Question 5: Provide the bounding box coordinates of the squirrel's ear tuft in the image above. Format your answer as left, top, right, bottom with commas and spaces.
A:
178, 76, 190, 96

+-------+

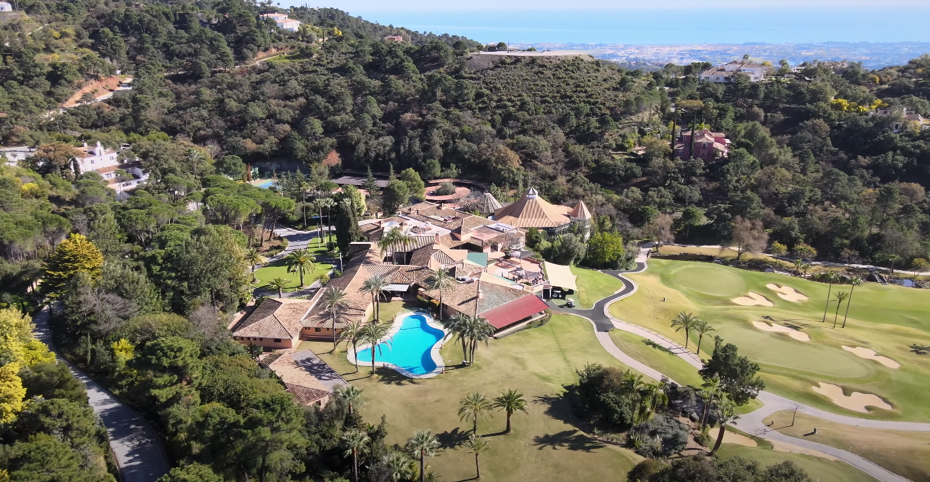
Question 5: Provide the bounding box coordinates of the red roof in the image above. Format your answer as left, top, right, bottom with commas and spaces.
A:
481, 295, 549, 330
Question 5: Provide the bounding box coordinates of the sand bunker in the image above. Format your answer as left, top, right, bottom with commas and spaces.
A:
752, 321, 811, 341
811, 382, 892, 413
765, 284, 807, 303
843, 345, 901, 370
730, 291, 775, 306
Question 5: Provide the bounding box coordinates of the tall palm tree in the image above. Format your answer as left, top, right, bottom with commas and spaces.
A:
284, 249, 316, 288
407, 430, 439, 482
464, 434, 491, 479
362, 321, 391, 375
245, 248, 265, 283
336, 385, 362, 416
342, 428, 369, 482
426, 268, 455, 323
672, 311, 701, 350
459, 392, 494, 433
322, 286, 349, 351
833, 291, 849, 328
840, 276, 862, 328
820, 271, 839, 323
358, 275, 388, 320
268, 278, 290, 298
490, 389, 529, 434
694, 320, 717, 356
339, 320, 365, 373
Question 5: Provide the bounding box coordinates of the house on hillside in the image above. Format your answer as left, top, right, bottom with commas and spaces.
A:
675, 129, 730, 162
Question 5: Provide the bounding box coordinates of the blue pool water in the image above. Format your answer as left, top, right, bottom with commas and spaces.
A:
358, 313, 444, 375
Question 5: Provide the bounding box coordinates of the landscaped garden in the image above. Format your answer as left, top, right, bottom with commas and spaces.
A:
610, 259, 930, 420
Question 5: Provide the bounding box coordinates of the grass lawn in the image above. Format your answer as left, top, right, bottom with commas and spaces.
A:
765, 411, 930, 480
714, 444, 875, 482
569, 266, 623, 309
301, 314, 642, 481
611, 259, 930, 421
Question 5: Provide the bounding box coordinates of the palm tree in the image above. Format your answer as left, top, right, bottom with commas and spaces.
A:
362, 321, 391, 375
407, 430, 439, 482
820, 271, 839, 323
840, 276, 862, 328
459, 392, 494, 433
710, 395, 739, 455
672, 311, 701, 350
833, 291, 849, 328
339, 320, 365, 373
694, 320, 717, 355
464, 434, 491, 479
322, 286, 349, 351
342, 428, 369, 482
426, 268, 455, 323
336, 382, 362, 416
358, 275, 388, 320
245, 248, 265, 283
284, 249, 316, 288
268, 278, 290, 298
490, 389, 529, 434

+-------+

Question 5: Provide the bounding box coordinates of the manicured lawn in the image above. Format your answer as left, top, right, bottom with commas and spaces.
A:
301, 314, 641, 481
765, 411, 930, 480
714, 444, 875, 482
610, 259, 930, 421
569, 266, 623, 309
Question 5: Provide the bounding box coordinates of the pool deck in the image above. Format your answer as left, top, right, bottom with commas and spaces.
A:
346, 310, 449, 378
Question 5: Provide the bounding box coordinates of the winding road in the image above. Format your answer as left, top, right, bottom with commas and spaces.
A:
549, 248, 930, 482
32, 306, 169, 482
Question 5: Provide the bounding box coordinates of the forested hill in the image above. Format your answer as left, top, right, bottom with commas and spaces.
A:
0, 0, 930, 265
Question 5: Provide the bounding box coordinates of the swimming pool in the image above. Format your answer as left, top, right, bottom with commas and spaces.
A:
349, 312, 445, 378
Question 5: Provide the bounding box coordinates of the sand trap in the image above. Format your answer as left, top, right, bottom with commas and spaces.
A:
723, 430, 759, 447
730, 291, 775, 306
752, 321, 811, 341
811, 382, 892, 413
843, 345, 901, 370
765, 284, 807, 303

+-------+

▸ **Requirements**
Express the lines from the one containing "Question 5: Provide the bounding box coordinates of the red" through the one containing "481, 295, 549, 330" as a Markdown table with a Row column giving the row number and a Text column holding the line, leaving out any blank lines.

▸ **Solved problem**
| Row | Text |
|---|---|
| 1 | Question 5: Provide the bounding box coordinates of the red roof in the image above. Format your answer as left, top, right, bottom with commas and spaces. |
| 2 | A: |
| 3 | 481, 295, 549, 330 |